SOURCE EXCERPT:

## Begin

Except, you know, apprentices eventually become masters themselves. And the space isn't zero-sum; "Master Verrochio taught Master Leonardo" is semantically valid. It doesn't illustrate the semantics of, say, data replication where there is only one master at a time and the slaves are not supposed to be promoted. "Master-slave" captures the relationship succinctly.

True, it hearkens back to a dark time in US history but if that is the only criteria for censoring usage of this term, are we not also censoring discussions about this period? I agree with the sentiment to be ashamed of it but to the point where you can't even derive metaphors from it? Reeks of cowardly denial.


Right, human slavery is genuinely horrific, but trying to shield our eyes from it doesn't seem like a good way to combat it.

I think the GP's rope analogy paints a pretty good picture. Should we stop using the word "rope"? Rope has been used in a horrific way in the past.


>only one master at a time and the slaves are not meant to be promoted.

So not like a historical master-slave relationship.

Master-slave may capture the relationship, but humans still have to read, write and interact with those systems.

Some of those humans still suffer from the legacy of slavery, jim crow and voter suppression.

We can come up with analogies and metaphors which arent so evocative and make working with systems more pleasant just on account of not flippantly referencing the darkest part of societies history.

## End

WHAT TO DO:
1 - Repeat the passage on master-slave terminology word for word, starting at "I think the" and ending at "of societies history.".
2 - Pick up the passage on master-slave terminology after its last sentence and keep writing it in the same voice.
This data has no connection to the passage on master-slave terminology.

Dataset excerpt:
## Begin

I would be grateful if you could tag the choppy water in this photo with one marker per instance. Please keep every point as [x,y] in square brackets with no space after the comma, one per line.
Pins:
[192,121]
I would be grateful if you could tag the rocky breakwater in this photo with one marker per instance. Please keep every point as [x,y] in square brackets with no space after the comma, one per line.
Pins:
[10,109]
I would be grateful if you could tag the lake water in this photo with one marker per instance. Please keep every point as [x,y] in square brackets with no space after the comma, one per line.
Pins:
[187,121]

## End
## Begin

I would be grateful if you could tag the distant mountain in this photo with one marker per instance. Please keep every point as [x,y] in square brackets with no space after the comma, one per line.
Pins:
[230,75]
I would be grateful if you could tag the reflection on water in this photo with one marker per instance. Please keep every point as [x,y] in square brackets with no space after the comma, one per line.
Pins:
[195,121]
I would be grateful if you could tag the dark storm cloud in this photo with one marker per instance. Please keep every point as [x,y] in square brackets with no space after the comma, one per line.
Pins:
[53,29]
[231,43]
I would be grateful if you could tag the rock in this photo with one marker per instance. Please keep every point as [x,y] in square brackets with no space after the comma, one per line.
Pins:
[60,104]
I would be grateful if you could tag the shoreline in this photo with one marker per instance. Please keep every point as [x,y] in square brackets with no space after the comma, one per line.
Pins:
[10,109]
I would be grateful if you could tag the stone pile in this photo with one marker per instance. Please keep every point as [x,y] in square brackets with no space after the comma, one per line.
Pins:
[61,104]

## End
## Begin

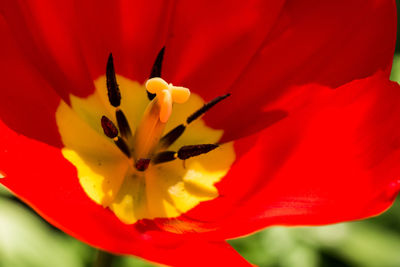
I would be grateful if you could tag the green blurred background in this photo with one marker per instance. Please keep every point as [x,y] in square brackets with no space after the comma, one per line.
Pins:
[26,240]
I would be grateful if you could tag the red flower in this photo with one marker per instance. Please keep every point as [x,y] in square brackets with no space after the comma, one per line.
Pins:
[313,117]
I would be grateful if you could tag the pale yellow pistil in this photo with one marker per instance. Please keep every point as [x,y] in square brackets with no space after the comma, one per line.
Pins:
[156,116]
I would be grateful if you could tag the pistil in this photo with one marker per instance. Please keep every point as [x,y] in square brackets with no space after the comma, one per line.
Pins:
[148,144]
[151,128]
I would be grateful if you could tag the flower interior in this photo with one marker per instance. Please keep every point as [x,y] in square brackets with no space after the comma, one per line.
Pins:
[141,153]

## End

RESULTS OF THE EXERCISE:
1 -
I think the GP's rope analogy paints a pretty good picture. Should we stop using the word "rope"? Rope has been used in a horrific way in the past.


>only one master at a time and the slaves are not meant to be promoted.

So not like a historical master-slave relationship.

Master-slave may capture the relationship, but humans still have to read, write and interact with those systems.

Some of those humans still suffer from the legacy of slavery, jim crow and voter suppression.

We can come up with analogies and metaphors which arent so evocative and make working with systems more pleasant just on account of not flippantly referencing the darkest part of societies history.

2 -
This might be a difference in values but to describe the metaphor as "flippant" is rather puritan don't you think? It's not as if the metaphor is reducing the gravitas of the issue. It does not even make a value judgment on whether or not slavery is wrong. It is a neutral metaphor at best.

If we as a society move to a state where a metaphor like so is verboten just because it is less pleasant or already considered "evocative" then how can we have deep and nuanced discussions on this period itself? You know the ones where we explicitly acknowledge the horrors of slave dehumanization, the terrible working conditions in the plantations, the violence stemming from these racist beliefs, among others.

Those issues are too heavy to be evoked by the metaphor (and frankly irrelevant to its purpose) and yet our current trajectory would want people to do away with it when it only serves to illustrates the relationship between computing resources. It's not even a comment on social history.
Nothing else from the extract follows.